** LESETEXT **

____________

Dies ist das Manuskript meiner Rede im Bundestag zum Holocaustgedenktag am 27.01.2021. Die Rede als Video ist auf youtube.com zu finden und hier verlinkt. Durch das Abspielen des Videos – mit einem Klick auf das Bild – werden Ihre Daten an youtube übermittelt, damit Ihnen von dort das Video in Ihren Browser eingespielt werden kann. Sie erklären sich somit damit einverstanden, Ihre Daten an youtube zu übermitteln.
Sehr geehrte Menschen,
In der Ukraine hieß ich Onufriyenko. Meine Familie hat damals mit Absicht den jüdischen Namen Weisband nicht tragen wollen, wegen der Nachteile, die er bedeutete. Mein Opa, der den Holocaust überlebt hat, las sein ganzes Leben lang sehr genau alle Zeitungen, verfolgte angespannt die Stimmung im Land. 1993 sagte er: „Wir müssen gehen. Jetzt.“ Ich hatte Angst vor einem unbekannten Land. Mein Vater nahm mich in den Arm und tröstete mich. Er sagte: „Keine Sorge. In Deutschland interessiert es niemanden, dass wir Juden sind. In Deutschland können wir einfach nur Menschen sein.“
Wir zogen nach Deutschland. Wir nahmen den Namen Weisband wieder an. Heute gehe ich zum Gebet durch Sicherheitskontrollen. Ich lese aufmerksam die Zeitung und beobachte die Stimmung im Land. Und ich lerne, dass der Traum vom „einfach nur Mensch sein“ Arbeit bedeutet.

____________

** BEREITGESTELLTE DATEN **
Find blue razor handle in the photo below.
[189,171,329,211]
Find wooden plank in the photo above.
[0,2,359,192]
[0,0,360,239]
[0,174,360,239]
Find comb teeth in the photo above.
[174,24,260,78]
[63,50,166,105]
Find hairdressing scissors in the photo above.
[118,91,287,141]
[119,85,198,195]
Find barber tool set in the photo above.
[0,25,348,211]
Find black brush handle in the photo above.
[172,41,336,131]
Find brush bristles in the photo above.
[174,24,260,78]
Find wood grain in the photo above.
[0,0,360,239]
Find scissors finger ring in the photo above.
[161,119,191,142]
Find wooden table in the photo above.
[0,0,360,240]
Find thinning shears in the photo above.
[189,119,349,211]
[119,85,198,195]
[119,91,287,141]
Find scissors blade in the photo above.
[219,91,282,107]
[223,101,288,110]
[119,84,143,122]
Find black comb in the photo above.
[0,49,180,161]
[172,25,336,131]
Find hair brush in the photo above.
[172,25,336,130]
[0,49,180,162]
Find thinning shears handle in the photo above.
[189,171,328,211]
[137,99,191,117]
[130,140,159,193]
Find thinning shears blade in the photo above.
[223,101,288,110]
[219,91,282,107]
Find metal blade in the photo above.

____________

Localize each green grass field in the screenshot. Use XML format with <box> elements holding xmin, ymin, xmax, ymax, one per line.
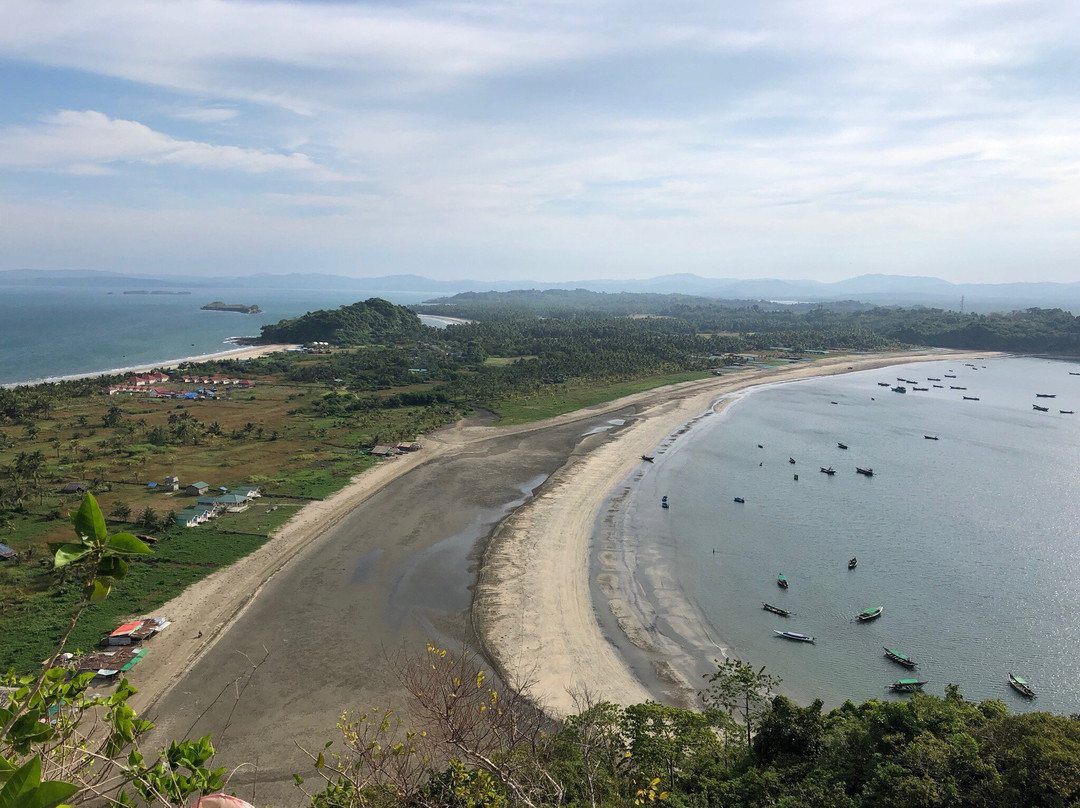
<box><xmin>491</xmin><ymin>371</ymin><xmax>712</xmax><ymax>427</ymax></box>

____________

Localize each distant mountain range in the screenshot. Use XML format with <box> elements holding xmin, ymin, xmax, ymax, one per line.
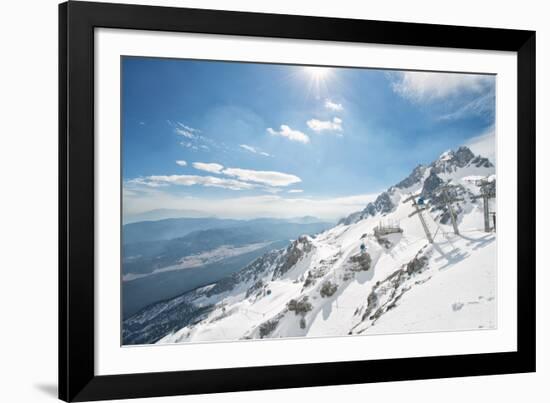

____________

** AUFGABEN **
a: Prüfen Sie, ob die folgenden Aussagen mit dem Redemanuskript übereinstimmen. Antworten Sie jeweils mit Ja oder Nein und zitieren Sie die entscheidenden Worte wörtlich.
(i) Der Großvater hat den Holocaust überlebt.
(ii) In Deutschland behielt die Familie den Namen Onufriyenko.
(iii) Der Vater versicherte, in Deutschland interessiere es niemanden, dass die Familie jüdisch sei.
b: Bei welchem Anlass und an welchem Datum wurde die Rede aus dem Redemanuskript gehalten?
Die Zeilen sind hierfür ohne Belang.

** ANTWORTEN **
a:
(i) Ja: „Mein Opa, der den Holocaust überlebt hat“
(ii) Nein: „Wir nahmen den Namen Weisband wieder an.“
(iii) Ja: „In Deutschland interessiert es niemanden, dass wir Juden sind.“

b: Sie wurde am 27.01.2021 im Bundestag zum Holocaustgedenktag gehalten.